**Exercises to complete:**
[1] Answer these questions about the Step-Saver passage:
(a) Which U.C.C. section did the court apply to decide the contract's terms?
(b) According to the court, what did the licensor's repeated dispatch of its terms show?
(c) Under the "last-shot" doctrine, which party gets to set the terms of the contract?
[2] Carry on the Step-Saver passage from its final line, the heading about the CISG's battle of the forms.
— Start of Text extract —
In Step-Saver,[147] on the facts that inspired scenario B, the U.S. Court of Appeals for the Third Circuit wrote that the parties had established a contract by conduct, and the only question about that contract concerned its terms.[148] To decide what those terms were, the court applied U.C.C. section 2-207.[149] The court ruled that under 2-207, the box-top license would materially alter the terms to which the parties had both agreed and therefore drop out of the agreement.[150]

The court declined to apply the U.C.C.'s section 2-209, which allows contract modification without consideration, to enforce the box-top license's terms.[151] Despite the ongoing nature of the parties' relationship, the court found that they had not agreed to the licensor's terms through a course of dealing.[152] In the court's view, the licensor's repeated dispatch of those terms demonstrated nothing more than its inability to get them by negotiation.[153]

Explaining its conclusions, the court reasoned that to enforce the box-top license as a contract modification or otherwise would effectively countenance the so-called "last-shot" doctrine, which U.C.C. section 2-207 rejects.[154] Under the "last-shot" doctrine, every time the parties exchange a form that includes different terms, it kills the standing offer and creates a new offer.[155] In the world of the "last shot," when the other party accepts this offer, it forms a contract -- but not before.[156] Thus, the contract follows the last exchange, allowing the party who fired off the last form to set the terms of the contract.[157]

The court found this approach inconsistent with the U.C.C. because the drafters of section 2-207 believed that parties engaged in a battle of the forms mechanically exchange forms without trying to negotiate contract terms.[158] For this reason, the drafters wrote 2-207 to facilitate the parties' reliance on a contract, and 2-207 incorporates only the terms common to both parties' forms.[159] [page 281]

3. The CISG's Battle of the Forms Does Not Apply to Rolling Contract Formation.
— End of Text extract —
— Start of Data —
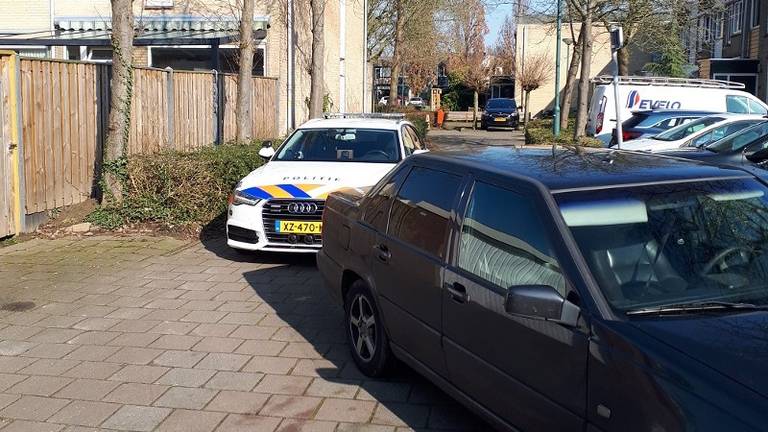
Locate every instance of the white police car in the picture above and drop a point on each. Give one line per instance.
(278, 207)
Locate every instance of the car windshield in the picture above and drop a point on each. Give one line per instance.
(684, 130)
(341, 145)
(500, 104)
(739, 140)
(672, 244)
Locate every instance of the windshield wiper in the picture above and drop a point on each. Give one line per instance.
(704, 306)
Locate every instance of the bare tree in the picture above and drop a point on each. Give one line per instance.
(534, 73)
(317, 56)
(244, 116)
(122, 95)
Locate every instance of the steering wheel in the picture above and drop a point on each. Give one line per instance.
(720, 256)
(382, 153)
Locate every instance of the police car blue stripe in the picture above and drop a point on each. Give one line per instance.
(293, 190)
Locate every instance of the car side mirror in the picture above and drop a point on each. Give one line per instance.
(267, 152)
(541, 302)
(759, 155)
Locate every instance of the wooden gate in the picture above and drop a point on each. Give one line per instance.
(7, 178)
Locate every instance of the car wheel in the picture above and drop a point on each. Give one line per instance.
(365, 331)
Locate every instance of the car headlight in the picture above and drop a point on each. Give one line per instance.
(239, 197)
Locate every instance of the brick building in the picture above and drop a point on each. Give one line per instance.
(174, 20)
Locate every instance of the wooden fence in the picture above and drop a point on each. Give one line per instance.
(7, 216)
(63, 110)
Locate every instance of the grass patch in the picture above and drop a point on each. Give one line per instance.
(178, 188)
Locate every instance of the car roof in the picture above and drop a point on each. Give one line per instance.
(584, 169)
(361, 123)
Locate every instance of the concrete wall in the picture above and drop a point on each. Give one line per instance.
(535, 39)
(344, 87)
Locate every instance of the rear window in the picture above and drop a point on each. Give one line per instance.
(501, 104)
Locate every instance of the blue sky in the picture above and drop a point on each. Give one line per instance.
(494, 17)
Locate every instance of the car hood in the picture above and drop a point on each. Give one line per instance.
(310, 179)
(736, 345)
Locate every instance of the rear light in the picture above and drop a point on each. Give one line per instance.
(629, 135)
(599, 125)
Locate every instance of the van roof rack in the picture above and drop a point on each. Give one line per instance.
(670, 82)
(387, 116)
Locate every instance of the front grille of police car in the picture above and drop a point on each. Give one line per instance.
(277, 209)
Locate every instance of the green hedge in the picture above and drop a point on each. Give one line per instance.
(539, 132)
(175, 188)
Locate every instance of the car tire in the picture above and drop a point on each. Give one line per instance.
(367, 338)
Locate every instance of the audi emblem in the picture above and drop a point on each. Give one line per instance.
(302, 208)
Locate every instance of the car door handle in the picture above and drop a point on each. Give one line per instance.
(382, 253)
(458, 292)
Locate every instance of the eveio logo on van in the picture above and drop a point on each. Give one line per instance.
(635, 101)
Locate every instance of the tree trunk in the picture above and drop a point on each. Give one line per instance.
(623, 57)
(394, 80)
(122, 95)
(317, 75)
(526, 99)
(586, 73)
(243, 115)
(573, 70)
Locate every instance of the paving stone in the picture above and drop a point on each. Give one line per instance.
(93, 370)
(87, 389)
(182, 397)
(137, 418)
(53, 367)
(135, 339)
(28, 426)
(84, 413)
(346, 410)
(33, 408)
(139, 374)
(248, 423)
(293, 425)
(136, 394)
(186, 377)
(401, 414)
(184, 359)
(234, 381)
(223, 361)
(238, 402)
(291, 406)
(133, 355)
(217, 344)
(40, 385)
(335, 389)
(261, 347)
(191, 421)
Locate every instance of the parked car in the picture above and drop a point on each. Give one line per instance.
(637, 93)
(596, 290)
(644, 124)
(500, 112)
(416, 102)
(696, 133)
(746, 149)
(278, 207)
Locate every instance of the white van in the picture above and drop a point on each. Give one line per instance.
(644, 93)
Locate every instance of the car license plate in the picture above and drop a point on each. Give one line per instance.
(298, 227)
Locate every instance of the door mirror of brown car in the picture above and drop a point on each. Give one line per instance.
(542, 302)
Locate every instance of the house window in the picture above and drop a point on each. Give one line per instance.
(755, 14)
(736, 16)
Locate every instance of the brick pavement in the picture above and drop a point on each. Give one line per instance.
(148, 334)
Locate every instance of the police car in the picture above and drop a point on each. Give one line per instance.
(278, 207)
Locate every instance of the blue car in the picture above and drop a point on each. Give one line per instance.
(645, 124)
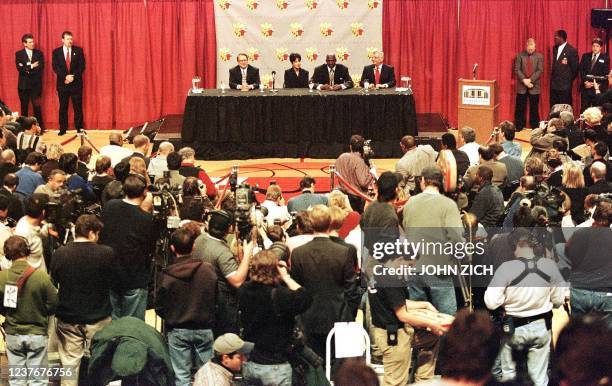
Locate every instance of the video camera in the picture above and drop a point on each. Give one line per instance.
— End of Data —
**Task-by-task answers:**
[1]
(a) Section 2-207.
(b) Nothing more than the licensor's inability to get those terms by negotiation.
(c) The party who fired off the last form.

[2]
Unlike the U.C.C.,[160] the CISG takes the last shot approach to the battle of the forms.[161] Codifying the mirror image rule,[162] Article 19 says that a "reply to an offer which purports to be an acceptance"[163] is a counteroffer if it adds, limits, or modifies the terms of the offer.[164] The counteroffer kills the offer.[165] Nonetheless, Article 19 permits the offeree -- unless the offeror objects -- to add or change some terms of the offer in her reply if those added or changed terms do not "materially alter the terms of the offer."[166] If the change is not material and there is no objection, a contract will form pursuant to the reply's terms [167] -- that is, pursuant to the last shot. Notably, last shot contract formation seldom happens under the CISG because the CISG's definition of materiality [168] is so broad that one scholar has characterized it as including practically every kind of reply.[169]

Since Article 19 follows the last shot approach to the battle of the forms, the Step-Saver court's rationale for rejecting the rolling contract terms [170] does not apply to the CISG. But that does not mean that the CISG will permit the formation of the rolling contract under the battle of the forms.[171] Indeed, it turns out that the CISG's battle of the forms provisions cannot apply to this rolling contract. Therefore, the box-top terms will not kill the offer, nor will they integrate any nonmaterial terms in a battle of forms.

Article 19 applies only to replies purporting to be acceptances.[172] And the CISG defines acceptance as a "statement made by or other conduct of the offeree indicating assent to an offer."[173] By its very nature, the shrinkwrap form cannot be an acceptance because it requires its recipient to accept its terms by opening the packing, using the goods, and failing to return them.[174] Trying to fit the rolling contract into the CISG's rules describing acceptance produces absurd results. [page 282]

4. Whether the CISG Permits Formation of the Rolling Contract Depends upon Whether the Buyer Solicited the Seller's Form.

Although the dealings between the parties in scenario B are more complex than in scenario A, the analysis of the rolling contract's formation remains essentially the same. The important question is whether the buyer intended to solicit the seller's form, either as an offer or as a modification of a temporary contract. If yes, then the form's terms will be the basis for the parties' agreement.[175] If no, then the rolling contract will violate the CISG's prohibition on acceptance by silence or inactivity in itself, and the seller's standard terms will drop out of the agreement as an unenforceable request for contract modification.[176]

a. If the buyer intended to solicit the seller's form, then the box-top terms will constitute the offer, which the buyer can accept by silence.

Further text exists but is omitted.